*** Supplied data ***
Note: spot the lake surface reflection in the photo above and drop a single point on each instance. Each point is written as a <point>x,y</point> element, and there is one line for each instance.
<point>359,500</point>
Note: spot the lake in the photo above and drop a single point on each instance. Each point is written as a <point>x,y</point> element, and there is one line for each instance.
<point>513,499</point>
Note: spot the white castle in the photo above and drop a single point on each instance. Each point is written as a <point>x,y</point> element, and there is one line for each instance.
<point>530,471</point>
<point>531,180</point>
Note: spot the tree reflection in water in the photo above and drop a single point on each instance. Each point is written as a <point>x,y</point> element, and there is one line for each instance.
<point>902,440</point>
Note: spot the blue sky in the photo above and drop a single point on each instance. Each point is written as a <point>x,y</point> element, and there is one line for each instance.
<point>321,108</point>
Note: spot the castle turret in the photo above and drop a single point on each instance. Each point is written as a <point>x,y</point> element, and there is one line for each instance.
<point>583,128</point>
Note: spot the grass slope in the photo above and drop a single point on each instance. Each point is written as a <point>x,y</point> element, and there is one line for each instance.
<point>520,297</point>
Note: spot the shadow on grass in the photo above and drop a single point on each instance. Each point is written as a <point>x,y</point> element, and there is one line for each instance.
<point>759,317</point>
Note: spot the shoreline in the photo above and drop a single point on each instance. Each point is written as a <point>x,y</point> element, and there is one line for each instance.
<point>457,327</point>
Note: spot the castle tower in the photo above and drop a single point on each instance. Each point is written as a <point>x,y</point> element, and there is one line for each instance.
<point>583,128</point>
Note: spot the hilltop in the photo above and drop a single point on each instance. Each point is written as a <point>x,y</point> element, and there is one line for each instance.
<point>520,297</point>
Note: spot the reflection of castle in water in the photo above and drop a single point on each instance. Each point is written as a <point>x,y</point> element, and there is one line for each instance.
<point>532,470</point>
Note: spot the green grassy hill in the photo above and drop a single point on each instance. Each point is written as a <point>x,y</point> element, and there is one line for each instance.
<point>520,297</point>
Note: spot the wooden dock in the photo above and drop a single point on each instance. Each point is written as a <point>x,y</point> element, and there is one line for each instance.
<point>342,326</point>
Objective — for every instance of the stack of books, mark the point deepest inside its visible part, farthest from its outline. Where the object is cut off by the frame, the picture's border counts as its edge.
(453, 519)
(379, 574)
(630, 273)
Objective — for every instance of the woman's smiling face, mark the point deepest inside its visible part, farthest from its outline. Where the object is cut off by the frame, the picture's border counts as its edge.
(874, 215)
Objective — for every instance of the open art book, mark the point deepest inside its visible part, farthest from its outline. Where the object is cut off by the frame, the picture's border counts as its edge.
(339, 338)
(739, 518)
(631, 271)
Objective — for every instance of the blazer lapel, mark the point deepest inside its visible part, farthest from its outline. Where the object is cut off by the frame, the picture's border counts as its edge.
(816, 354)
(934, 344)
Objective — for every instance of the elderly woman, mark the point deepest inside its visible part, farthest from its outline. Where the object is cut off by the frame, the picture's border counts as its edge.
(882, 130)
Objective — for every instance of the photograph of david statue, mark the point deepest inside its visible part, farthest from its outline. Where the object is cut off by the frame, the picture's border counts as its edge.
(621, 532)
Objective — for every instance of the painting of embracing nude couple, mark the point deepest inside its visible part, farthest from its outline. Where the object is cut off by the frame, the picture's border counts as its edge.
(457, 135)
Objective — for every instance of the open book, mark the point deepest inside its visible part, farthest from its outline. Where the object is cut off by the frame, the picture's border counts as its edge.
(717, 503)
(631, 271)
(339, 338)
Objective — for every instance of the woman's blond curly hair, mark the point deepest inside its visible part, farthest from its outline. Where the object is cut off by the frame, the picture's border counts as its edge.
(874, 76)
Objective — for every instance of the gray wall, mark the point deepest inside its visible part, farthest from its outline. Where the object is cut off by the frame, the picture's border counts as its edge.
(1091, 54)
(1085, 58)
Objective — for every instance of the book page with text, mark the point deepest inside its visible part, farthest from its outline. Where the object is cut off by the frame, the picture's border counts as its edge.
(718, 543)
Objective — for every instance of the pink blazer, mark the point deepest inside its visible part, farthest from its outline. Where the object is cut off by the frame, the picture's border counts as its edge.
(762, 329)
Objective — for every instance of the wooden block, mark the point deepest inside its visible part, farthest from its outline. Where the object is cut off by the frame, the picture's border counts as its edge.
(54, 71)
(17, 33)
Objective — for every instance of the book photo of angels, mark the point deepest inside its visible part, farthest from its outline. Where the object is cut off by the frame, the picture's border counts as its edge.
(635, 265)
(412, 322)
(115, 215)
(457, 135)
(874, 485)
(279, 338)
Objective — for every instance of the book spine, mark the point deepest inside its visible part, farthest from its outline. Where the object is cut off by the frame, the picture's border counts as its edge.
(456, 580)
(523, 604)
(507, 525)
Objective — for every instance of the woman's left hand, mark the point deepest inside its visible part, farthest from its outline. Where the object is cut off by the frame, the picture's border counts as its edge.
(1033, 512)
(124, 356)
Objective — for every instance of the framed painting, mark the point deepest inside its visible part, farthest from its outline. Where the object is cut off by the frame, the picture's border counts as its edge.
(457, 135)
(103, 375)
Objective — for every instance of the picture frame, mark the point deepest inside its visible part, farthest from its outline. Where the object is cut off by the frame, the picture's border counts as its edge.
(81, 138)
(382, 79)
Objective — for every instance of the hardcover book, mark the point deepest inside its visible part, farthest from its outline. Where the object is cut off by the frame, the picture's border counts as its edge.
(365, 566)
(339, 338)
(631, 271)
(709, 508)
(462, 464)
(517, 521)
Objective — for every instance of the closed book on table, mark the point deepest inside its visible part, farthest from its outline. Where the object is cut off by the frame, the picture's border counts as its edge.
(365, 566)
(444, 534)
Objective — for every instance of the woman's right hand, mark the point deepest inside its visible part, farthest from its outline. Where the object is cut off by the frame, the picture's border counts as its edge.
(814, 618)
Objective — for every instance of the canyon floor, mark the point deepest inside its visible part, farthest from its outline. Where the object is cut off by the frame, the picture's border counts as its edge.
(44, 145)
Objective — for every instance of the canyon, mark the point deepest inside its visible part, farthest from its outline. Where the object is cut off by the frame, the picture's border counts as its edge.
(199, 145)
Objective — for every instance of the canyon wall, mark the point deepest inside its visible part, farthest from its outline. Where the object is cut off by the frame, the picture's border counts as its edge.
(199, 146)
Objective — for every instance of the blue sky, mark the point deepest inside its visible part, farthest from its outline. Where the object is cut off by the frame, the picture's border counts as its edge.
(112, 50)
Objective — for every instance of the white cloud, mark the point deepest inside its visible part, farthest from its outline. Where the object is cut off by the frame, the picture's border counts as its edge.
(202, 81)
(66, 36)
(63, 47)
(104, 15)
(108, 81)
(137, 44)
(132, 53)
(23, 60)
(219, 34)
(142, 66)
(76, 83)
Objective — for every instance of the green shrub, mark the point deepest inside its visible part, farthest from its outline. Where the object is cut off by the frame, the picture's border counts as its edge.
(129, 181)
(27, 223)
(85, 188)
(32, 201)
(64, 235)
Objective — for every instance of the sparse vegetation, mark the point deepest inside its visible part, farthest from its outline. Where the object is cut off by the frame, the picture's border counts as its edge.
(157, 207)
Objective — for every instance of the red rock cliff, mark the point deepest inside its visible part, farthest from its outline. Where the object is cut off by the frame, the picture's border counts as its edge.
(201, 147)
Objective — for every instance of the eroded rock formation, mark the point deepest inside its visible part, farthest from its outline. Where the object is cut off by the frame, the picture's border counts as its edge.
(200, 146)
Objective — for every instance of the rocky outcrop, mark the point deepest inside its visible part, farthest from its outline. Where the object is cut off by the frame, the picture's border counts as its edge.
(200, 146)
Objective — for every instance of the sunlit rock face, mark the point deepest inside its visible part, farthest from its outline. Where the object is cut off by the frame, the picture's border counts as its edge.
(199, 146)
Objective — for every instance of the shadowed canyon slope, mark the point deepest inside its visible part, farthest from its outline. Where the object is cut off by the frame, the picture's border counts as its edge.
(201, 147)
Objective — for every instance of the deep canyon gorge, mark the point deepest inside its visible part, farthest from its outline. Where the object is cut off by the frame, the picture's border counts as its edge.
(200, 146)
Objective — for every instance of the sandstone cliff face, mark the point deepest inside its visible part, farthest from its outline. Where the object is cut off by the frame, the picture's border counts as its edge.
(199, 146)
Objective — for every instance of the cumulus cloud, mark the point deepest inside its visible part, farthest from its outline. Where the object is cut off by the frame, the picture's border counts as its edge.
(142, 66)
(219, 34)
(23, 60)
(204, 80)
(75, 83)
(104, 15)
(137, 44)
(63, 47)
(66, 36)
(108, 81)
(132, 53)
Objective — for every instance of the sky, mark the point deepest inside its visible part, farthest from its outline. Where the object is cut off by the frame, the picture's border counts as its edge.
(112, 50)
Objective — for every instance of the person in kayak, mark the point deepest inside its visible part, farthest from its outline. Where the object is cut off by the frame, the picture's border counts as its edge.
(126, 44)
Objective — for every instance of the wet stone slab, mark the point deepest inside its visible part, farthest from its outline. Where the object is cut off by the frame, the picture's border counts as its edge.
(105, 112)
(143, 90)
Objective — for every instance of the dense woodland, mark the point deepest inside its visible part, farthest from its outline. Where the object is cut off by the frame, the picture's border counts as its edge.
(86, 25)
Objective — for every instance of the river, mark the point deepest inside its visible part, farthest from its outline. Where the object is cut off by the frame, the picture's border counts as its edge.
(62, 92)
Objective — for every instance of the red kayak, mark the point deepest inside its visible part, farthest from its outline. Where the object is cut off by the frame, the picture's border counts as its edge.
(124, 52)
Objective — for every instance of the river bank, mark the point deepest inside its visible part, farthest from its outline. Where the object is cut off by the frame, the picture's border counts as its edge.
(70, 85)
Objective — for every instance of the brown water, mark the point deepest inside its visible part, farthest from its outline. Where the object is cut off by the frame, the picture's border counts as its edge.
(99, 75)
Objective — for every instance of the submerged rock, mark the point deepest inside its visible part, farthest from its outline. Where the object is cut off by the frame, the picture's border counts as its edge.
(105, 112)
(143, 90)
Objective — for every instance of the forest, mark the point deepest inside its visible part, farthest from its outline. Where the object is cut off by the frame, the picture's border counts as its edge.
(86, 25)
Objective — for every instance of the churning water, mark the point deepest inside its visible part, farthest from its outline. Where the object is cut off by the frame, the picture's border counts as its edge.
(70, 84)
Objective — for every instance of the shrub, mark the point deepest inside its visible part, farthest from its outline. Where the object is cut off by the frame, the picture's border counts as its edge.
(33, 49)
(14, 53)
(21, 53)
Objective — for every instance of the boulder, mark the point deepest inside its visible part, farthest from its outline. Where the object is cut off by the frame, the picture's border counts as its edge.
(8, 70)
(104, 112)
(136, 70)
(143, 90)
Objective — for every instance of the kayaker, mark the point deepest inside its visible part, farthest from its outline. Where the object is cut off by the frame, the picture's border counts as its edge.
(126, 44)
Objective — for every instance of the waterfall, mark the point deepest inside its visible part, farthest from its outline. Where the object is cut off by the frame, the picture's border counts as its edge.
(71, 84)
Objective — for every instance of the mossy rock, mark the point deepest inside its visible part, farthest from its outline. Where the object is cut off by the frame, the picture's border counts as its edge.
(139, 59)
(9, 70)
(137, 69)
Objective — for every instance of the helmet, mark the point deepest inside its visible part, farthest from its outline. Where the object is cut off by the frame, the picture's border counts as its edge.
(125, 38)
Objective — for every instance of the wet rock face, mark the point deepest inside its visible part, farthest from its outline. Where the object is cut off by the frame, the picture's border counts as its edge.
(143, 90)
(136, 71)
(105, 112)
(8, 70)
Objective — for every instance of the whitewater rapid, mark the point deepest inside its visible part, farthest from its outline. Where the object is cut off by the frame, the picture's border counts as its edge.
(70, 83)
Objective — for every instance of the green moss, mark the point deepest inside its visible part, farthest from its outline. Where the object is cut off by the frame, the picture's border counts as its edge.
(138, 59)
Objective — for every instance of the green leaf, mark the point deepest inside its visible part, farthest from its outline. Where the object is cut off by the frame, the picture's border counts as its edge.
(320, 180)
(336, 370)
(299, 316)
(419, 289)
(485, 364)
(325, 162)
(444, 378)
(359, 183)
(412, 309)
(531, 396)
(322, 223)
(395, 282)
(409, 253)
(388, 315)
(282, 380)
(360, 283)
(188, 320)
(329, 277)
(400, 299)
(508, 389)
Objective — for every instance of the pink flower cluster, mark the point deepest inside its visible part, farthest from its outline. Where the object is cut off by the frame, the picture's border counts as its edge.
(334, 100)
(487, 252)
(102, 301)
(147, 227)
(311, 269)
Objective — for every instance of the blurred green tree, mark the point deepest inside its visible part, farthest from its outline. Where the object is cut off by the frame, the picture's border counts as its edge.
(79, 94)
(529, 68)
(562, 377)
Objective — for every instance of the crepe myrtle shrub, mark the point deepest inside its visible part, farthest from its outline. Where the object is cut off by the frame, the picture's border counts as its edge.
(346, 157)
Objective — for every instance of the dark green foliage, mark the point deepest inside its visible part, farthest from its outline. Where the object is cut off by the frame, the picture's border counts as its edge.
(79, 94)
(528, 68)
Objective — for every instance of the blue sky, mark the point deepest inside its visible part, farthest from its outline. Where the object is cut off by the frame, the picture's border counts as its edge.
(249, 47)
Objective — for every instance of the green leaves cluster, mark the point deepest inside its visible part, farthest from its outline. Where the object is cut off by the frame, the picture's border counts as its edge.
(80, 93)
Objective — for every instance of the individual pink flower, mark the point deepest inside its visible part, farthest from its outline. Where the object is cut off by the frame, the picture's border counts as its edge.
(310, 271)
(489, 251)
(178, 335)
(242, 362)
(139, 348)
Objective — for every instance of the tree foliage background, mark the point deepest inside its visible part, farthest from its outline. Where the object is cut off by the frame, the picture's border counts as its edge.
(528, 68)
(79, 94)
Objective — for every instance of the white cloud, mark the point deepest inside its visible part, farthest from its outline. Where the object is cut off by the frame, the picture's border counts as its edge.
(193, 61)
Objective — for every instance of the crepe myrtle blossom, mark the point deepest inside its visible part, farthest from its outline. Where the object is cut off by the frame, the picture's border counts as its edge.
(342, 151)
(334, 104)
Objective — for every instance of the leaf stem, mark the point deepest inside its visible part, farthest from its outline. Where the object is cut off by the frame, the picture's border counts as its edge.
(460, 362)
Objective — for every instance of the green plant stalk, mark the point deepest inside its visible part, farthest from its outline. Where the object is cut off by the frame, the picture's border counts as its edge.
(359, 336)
***
Exercise goal: Write down word for word the stretch of lines from the very first one through the line that contains "<point>531,180</point>", including both of those lines.

Answer to the task:
Note: spot the lake surface reflection in the photo above and drop a single point on each instance. Each point is written as a <point>x,y</point> element, and there is one line for each instance.
<point>359,500</point>
Note: spot the lake in the photo above and drop a single point on each instance. Each point is written as a <point>x,y</point> element, and there is one line for each instance.
<point>513,499</point>
Note: spot the white castle in the photo above and drop a single point on each instance. Each point is written as a <point>x,y</point> element, and there is one line for each instance.
<point>530,471</point>
<point>531,180</point>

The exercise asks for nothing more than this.